— Start TASK MATERIAL —

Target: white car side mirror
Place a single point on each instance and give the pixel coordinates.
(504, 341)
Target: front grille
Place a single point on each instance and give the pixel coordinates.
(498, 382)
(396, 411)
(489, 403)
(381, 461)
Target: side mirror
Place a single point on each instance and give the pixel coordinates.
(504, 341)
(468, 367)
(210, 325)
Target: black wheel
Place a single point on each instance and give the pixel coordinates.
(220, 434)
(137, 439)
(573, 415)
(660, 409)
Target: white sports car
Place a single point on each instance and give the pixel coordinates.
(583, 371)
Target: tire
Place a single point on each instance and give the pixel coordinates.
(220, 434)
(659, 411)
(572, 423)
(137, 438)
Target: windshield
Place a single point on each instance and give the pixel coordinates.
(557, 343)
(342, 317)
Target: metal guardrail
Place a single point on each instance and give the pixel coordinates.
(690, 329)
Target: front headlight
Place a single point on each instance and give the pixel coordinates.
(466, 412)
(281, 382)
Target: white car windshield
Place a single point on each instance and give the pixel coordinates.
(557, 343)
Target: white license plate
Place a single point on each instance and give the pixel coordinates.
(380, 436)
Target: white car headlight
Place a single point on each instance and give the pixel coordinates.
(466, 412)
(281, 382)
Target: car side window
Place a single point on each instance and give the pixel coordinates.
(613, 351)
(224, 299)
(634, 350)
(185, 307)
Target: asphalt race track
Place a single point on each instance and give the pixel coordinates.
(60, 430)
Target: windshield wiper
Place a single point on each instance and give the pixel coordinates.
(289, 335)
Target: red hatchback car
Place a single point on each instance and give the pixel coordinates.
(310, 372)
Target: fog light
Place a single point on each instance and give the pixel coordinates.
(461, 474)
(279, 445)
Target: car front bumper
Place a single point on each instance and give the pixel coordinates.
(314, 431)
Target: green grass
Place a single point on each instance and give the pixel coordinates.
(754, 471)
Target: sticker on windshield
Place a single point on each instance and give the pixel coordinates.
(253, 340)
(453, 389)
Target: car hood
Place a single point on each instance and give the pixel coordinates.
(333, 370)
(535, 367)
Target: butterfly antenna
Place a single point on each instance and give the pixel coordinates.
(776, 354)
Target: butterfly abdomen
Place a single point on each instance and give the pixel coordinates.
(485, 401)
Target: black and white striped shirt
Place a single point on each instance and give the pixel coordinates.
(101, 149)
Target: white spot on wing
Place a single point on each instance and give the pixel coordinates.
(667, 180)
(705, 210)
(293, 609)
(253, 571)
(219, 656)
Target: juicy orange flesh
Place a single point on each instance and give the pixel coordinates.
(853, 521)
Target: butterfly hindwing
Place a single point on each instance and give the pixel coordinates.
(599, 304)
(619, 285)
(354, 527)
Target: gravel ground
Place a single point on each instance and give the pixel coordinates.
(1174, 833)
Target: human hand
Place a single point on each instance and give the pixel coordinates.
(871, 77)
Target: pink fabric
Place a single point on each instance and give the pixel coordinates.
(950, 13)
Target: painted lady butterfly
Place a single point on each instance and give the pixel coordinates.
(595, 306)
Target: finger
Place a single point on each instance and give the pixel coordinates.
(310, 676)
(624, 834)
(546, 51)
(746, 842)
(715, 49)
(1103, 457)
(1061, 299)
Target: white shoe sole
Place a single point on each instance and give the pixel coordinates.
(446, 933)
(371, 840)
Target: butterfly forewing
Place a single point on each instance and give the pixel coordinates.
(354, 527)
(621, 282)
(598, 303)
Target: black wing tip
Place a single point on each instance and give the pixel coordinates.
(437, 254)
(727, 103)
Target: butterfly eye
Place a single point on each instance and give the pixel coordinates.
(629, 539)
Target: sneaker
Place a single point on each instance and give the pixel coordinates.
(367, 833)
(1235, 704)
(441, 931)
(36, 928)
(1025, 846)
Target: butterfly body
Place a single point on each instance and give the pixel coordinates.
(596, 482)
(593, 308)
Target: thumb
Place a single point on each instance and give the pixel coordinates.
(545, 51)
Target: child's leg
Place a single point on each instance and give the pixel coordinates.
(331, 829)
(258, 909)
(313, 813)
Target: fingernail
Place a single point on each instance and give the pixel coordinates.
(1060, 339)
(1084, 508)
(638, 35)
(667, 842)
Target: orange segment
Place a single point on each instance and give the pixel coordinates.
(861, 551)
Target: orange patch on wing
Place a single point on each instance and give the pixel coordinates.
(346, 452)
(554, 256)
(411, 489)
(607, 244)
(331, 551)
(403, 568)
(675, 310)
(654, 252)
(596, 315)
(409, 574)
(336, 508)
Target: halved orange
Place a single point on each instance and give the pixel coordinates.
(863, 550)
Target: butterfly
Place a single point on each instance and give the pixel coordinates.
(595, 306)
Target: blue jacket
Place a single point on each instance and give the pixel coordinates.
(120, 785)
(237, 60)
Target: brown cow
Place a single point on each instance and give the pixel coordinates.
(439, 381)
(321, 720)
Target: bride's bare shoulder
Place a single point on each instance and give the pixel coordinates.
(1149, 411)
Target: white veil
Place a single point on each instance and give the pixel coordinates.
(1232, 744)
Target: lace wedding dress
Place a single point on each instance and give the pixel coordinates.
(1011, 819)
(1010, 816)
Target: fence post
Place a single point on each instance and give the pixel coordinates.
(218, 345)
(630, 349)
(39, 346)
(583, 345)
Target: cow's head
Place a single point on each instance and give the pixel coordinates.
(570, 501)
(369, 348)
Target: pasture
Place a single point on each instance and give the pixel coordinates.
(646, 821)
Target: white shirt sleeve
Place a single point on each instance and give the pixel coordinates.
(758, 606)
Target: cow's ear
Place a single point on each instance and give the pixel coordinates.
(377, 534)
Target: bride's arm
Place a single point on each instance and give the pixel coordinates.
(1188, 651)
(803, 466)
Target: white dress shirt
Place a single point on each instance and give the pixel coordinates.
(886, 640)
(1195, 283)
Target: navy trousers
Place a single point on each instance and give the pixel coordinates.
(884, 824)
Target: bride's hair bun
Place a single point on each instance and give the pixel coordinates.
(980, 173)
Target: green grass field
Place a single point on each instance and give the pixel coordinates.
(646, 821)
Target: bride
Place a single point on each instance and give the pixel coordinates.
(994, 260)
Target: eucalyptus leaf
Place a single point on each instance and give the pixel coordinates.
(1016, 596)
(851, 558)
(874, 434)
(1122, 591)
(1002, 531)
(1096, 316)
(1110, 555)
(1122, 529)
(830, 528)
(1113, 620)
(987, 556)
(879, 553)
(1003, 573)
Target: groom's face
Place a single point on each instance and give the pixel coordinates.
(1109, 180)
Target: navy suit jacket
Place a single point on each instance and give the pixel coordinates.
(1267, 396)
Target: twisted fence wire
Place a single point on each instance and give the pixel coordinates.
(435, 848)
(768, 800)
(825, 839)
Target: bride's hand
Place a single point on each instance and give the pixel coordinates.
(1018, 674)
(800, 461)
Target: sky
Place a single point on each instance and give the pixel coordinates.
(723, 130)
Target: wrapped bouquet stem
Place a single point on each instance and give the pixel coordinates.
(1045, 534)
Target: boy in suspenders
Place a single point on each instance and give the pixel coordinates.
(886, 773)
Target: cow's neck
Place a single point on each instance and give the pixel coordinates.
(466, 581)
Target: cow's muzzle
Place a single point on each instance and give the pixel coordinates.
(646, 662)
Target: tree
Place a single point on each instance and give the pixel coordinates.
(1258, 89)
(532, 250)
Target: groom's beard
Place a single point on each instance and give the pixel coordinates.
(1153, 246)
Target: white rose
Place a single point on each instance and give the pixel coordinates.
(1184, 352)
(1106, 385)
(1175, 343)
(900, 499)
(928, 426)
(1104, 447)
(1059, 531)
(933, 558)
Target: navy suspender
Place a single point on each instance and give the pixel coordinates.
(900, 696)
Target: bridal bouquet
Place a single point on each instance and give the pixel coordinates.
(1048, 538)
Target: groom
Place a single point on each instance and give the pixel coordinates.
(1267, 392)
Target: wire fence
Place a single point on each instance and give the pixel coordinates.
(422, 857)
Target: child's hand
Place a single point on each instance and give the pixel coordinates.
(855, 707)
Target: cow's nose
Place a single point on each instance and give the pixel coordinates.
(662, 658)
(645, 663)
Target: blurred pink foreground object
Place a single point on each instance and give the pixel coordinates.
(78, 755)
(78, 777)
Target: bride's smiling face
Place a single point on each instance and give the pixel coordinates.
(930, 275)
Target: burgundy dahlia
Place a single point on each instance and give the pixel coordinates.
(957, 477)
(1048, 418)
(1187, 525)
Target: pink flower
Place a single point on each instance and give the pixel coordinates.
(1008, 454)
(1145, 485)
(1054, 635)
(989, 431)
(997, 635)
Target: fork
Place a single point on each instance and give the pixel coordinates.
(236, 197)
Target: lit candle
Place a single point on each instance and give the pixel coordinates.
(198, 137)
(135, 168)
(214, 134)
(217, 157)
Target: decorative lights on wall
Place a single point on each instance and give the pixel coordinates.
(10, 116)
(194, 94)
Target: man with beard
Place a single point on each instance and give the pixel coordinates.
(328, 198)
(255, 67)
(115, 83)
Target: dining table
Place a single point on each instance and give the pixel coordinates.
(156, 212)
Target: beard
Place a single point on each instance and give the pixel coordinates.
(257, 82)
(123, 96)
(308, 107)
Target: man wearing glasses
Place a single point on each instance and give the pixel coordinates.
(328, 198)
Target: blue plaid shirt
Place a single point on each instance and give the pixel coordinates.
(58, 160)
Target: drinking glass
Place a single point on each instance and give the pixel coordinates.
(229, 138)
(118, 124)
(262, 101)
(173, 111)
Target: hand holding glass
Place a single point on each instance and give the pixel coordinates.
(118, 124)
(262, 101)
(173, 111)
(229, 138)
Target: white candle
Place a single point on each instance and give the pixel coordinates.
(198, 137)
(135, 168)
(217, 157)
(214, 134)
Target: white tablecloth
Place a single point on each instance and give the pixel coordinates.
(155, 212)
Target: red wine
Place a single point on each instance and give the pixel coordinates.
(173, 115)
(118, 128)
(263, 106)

— End TASK MATERIAL —

▶ **PROBLEM DESCRIPTION**
Rewrite the lines from the line with "Target: white spot on wing" to the line with "(1174, 833)", changing "hindwing" to "forewing" and leaving everything else unchanged.

▶ **RESULT OF THIS TASK**
Target: white spot on wing
Place a single point on each instance and give the pixel coordinates.
(667, 180)
(705, 210)
(293, 609)
(253, 571)
(219, 656)
Target: juicy orange flesh
Place a single point on each instance and give the pixel coordinates.
(853, 521)
Target: butterfly forewing
Place a single point on each instance and give the pixel coordinates.
(599, 304)
(619, 285)
(354, 527)
Target: gravel ground
Place a single point on each instance and give the pixel coordinates.
(1174, 833)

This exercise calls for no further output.